• _PROBLEM DETAILS_: Your task is to restate every entry below word for word and omit the images.

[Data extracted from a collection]
◇ ◇ ◇ ◇
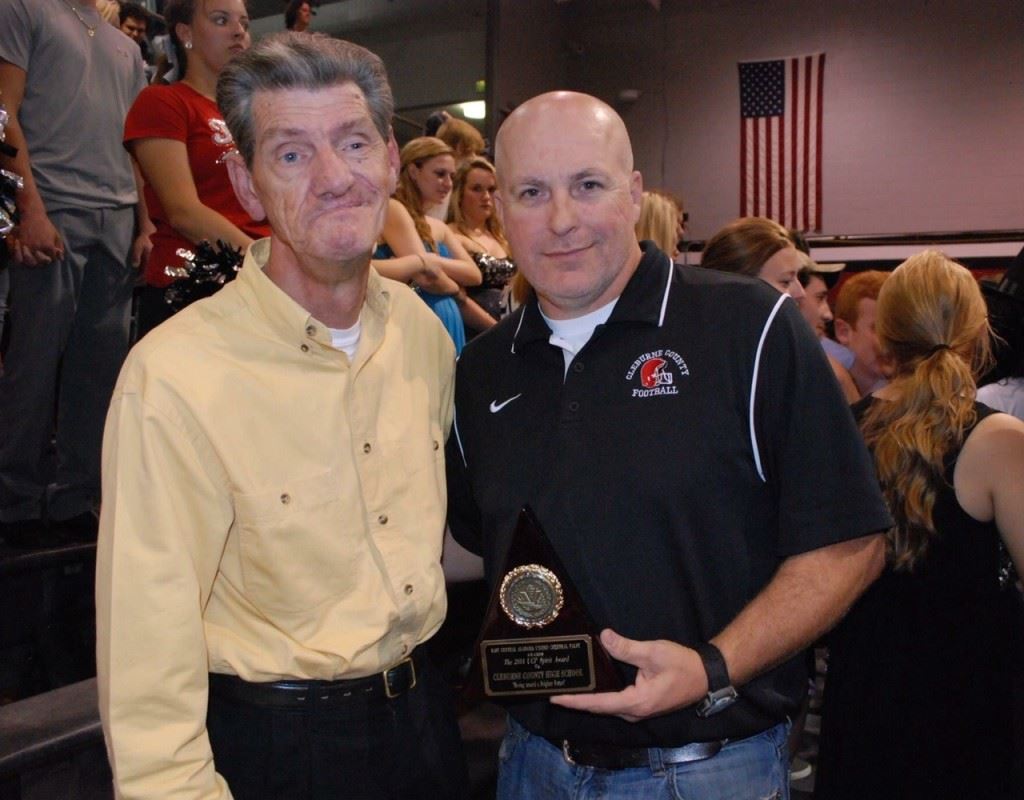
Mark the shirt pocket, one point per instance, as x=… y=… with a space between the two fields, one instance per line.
x=296 y=552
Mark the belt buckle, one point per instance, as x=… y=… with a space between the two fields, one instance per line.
x=387 y=683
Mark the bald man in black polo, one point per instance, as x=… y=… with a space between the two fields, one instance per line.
x=676 y=431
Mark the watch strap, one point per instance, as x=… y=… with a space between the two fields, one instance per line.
x=714 y=663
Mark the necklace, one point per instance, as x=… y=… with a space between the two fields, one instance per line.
x=90 y=28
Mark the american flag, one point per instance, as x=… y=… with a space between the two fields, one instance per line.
x=780 y=140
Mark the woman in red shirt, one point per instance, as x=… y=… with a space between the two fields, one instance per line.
x=177 y=135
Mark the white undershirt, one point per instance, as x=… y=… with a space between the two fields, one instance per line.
x=572 y=334
x=346 y=339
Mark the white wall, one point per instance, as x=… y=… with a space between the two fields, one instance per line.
x=924 y=102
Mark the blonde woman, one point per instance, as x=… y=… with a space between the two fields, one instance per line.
x=915 y=701
x=660 y=221
x=427 y=253
x=760 y=248
x=478 y=228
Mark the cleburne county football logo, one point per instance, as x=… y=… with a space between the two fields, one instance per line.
x=656 y=372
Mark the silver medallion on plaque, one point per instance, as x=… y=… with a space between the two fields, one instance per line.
x=531 y=595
◇ ◇ ◇ ◇
• _TASK ANSWER_:
Mark the shirt pocket, one point per instance, as x=… y=… with a space between the two fields, one instance per line.
x=296 y=552
Mark the belt buckle, one point per instance, as x=… y=… with a space between the two fields, one instance per line.
x=387 y=683
Mark the bald man in black polo, one point per instance, as x=… y=… with a space between the two fields, one instance per line.
x=676 y=431
Mark the watch strap, one point per instance, as x=… y=… with a space between the two fields, one instance per line.
x=714 y=663
Mark the necklace, one point per instance, as x=… y=… with a space between the two fields, one instance per line.
x=90 y=28
Mark the american flag, one point per instance, as x=… y=… with a space between the two fields, one instance per line.
x=780 y=140
Mark the woman in red shirt, one point per instance, as x=… y=… with a space between the two fields, one instance per line.
x=177 y=135
Mark the white undershirt, one point per instance, as x=… y=… with a space between the two fields, one instance per line.
x=572 y=334
x=346 y=339
Mark the white wall, one point per instance, as x=… y=… with a space between the two fields, one instance per line.
x=924 y=102
Mark the blonde woman, one point per instance, as x=… y=… with a space between the two fields, one instance per line.
x=915 y=701
x=660 y=221
x=427 y=253
x=760 y=248
x=478 y=228
Mark the cleburne county football logo, one point per instance, as x=… y=… with a space between the two fields, one instance per line.
x=656 y=372
Mark the silver medallion on plaque, one point per instance, as x=… y=… with a space between the two fields, one instance per line.
x=531 y=595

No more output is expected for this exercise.